[Aim of the task]
Your task is to reproduce, exactly and only, the lines running from the line containing "Where can the building" to the end of the data below, both included.

[Data]
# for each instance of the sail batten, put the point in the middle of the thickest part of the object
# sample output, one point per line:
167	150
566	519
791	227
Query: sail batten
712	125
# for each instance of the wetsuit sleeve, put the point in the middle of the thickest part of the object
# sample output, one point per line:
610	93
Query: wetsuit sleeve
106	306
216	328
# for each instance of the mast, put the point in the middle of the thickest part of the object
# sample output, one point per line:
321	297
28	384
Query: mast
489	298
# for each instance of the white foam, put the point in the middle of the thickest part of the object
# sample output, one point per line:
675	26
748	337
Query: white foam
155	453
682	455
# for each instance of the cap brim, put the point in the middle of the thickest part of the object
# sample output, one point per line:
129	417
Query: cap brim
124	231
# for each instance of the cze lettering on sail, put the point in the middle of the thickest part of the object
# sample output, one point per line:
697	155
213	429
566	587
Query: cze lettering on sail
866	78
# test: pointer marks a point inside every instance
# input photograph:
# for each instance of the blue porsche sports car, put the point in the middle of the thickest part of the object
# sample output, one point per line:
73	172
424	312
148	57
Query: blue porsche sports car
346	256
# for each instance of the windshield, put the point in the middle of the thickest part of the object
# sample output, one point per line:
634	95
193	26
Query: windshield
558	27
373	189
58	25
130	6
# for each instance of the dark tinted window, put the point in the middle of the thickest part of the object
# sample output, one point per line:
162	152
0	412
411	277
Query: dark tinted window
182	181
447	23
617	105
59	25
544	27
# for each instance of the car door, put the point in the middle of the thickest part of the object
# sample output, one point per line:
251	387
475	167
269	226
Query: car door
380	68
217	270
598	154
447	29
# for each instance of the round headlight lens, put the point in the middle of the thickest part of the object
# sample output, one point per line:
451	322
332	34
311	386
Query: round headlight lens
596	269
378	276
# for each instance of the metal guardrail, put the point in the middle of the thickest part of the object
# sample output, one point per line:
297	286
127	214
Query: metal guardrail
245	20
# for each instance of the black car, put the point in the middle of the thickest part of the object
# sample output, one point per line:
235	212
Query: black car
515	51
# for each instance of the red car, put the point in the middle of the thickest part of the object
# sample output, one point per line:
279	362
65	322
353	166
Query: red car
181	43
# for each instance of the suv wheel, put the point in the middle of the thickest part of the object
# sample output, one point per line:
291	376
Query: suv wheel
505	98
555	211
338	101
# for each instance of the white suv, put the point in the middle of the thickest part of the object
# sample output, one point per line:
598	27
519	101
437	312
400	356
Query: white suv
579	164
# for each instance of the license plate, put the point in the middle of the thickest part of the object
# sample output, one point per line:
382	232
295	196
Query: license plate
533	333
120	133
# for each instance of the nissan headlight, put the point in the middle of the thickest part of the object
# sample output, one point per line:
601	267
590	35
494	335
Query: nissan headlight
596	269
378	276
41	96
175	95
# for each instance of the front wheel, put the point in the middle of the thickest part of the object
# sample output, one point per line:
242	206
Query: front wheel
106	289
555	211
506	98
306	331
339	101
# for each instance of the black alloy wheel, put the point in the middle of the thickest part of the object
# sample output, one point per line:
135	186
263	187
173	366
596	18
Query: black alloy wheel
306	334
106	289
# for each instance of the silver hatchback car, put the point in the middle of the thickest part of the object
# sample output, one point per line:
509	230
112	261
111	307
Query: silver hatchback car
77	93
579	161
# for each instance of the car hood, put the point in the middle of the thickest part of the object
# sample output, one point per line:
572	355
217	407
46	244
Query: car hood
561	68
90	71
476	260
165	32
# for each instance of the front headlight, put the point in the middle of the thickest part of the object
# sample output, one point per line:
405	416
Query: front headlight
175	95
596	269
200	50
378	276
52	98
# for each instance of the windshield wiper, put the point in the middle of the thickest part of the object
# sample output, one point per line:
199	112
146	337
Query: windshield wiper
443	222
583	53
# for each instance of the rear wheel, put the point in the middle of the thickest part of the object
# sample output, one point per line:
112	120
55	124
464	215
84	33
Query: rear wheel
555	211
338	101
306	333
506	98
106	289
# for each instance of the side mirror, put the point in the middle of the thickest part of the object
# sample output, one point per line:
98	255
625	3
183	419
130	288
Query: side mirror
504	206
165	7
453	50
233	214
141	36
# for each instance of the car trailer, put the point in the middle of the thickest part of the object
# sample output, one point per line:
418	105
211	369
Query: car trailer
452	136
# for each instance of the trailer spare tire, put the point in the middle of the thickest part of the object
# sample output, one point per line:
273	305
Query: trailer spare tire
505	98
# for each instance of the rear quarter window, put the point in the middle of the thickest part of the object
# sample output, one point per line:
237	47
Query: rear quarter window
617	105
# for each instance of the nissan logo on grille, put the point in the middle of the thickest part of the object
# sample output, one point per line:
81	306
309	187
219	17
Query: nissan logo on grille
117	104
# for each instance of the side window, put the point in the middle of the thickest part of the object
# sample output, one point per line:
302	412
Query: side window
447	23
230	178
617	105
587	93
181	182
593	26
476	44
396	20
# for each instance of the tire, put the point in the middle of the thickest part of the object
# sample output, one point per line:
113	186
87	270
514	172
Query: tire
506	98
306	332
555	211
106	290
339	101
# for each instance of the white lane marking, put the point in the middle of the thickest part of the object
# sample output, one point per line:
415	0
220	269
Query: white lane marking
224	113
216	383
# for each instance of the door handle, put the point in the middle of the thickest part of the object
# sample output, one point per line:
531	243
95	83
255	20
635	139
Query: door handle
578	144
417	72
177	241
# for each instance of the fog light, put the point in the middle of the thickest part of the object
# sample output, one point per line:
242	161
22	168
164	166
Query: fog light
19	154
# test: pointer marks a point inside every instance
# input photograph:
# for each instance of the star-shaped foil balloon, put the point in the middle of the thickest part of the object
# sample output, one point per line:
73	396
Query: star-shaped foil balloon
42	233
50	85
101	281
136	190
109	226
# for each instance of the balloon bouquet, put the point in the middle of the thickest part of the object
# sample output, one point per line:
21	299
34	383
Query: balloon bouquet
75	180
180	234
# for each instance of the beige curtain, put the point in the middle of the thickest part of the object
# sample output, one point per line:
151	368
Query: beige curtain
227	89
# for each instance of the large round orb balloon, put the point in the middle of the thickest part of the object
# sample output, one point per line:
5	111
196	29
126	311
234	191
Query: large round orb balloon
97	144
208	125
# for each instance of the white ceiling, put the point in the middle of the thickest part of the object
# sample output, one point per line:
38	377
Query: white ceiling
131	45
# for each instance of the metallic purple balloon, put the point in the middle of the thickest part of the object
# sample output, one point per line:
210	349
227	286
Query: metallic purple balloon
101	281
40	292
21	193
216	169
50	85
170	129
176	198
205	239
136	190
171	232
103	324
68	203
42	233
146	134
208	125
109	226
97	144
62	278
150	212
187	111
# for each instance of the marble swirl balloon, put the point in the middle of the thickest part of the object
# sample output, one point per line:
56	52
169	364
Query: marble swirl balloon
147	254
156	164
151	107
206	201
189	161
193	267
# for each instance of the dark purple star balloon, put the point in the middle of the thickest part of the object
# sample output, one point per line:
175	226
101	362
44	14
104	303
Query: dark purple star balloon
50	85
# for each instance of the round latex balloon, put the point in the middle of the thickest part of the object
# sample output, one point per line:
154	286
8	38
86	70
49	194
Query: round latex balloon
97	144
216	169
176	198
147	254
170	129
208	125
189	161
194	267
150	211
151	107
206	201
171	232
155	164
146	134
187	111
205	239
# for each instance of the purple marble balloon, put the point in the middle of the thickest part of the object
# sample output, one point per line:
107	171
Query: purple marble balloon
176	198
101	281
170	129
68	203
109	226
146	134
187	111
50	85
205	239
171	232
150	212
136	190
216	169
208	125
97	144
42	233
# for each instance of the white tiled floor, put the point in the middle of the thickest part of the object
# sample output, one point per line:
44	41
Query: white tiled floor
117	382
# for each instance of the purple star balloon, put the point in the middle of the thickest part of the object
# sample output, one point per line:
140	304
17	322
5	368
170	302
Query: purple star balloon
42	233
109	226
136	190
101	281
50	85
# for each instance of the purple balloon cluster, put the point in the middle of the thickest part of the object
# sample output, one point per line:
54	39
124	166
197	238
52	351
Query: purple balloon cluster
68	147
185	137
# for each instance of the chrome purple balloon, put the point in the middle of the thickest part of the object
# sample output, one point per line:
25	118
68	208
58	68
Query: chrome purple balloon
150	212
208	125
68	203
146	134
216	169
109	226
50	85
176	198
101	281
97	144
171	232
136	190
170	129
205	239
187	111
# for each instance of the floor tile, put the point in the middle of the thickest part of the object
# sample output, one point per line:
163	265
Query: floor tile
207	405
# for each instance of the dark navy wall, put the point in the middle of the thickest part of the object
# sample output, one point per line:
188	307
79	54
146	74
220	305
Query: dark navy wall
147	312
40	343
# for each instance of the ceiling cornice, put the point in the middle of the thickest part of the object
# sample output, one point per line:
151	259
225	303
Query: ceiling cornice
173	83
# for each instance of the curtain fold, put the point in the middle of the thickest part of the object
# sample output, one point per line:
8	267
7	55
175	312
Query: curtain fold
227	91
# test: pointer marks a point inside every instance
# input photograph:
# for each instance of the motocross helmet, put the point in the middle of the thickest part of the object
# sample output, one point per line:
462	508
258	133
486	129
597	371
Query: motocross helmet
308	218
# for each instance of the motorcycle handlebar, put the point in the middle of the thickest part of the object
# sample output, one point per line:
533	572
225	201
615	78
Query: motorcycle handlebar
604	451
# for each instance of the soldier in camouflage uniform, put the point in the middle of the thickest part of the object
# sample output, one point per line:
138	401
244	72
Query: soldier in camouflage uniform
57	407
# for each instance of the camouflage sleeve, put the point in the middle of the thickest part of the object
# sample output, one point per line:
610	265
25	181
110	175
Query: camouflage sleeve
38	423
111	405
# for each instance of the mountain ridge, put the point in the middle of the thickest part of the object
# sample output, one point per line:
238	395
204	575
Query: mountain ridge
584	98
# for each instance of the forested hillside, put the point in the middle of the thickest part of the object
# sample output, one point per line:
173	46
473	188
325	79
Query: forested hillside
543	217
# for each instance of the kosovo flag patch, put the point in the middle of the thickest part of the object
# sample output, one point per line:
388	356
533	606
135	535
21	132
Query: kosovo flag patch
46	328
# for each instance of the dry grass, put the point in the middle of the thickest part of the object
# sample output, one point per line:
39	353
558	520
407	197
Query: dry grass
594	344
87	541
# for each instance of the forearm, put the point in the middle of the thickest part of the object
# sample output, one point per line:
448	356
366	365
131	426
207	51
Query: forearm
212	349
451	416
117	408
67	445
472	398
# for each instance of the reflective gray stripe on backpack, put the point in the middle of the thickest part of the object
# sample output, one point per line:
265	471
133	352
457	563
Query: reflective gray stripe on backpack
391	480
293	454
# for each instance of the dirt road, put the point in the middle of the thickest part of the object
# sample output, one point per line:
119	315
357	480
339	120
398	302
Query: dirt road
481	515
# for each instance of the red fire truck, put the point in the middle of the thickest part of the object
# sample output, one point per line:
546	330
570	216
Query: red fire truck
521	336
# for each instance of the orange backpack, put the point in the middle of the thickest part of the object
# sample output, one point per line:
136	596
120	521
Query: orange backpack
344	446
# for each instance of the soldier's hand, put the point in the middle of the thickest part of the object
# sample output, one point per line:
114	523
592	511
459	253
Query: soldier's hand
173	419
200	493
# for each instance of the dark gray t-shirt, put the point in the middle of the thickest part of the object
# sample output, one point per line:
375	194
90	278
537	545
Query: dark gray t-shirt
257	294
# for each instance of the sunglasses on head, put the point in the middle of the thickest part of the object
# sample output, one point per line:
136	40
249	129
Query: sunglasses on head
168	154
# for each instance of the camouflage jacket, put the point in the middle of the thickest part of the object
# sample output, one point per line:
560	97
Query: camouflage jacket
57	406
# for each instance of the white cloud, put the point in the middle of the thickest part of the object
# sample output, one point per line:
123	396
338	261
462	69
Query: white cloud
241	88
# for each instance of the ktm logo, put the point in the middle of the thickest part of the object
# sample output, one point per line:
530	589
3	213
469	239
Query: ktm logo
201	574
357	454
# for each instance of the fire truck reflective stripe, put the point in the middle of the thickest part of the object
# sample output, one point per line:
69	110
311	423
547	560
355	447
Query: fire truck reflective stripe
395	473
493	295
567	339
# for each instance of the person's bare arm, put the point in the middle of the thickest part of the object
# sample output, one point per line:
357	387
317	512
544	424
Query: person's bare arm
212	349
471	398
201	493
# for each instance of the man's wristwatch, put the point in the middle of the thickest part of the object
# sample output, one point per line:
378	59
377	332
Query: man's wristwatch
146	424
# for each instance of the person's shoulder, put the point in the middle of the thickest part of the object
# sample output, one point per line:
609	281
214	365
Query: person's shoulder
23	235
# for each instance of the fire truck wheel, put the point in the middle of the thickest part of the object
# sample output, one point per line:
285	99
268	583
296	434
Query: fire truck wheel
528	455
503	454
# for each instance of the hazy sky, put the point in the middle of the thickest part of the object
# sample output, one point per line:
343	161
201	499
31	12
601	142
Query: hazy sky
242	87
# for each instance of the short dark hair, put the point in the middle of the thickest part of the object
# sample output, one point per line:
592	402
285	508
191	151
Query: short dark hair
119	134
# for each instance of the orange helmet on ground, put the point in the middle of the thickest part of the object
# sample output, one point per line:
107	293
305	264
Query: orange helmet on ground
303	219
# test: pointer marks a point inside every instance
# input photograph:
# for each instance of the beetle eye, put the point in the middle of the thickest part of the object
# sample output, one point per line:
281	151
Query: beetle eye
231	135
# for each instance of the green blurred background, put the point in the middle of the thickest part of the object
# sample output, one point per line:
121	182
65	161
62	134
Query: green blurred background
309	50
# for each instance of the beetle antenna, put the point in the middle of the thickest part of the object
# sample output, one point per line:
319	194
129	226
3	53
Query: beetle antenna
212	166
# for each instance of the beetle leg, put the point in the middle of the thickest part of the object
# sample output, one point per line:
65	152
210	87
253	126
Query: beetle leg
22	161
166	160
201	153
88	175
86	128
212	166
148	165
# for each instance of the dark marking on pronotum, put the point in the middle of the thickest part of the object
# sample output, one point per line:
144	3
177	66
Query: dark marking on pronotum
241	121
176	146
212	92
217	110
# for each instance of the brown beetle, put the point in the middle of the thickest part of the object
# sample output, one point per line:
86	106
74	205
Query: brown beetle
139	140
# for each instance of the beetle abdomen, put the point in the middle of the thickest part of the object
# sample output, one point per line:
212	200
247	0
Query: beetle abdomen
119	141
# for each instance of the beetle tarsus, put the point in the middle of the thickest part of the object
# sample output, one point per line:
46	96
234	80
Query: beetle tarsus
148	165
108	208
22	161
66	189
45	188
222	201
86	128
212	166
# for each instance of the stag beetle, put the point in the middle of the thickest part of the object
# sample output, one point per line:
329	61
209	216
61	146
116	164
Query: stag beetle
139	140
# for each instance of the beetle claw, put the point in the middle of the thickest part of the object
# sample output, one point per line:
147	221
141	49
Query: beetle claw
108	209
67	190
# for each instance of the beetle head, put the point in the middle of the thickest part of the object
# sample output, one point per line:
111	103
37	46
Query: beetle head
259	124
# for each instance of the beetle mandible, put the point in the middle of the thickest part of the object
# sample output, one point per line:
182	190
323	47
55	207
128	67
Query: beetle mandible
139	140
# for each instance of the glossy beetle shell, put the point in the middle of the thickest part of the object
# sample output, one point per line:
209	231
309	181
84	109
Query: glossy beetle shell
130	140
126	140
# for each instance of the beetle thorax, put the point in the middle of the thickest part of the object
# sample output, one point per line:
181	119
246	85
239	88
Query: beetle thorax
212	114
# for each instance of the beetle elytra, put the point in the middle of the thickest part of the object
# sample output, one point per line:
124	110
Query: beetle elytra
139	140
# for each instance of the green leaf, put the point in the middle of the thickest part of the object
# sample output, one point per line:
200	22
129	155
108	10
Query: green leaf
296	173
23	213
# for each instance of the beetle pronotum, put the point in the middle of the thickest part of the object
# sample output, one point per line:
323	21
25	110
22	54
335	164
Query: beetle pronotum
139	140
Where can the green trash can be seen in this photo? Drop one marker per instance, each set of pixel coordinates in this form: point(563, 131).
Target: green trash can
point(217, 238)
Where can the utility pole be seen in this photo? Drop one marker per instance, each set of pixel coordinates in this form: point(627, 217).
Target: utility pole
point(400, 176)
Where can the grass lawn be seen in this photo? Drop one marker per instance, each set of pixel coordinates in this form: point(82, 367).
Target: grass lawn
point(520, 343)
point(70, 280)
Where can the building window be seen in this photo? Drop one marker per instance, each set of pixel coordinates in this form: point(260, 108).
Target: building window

[Result]
Where can the building window be seen in this photo? Drop one marker per instance, each set of pixel coordinates in this form: point(260, 108).
Target: building window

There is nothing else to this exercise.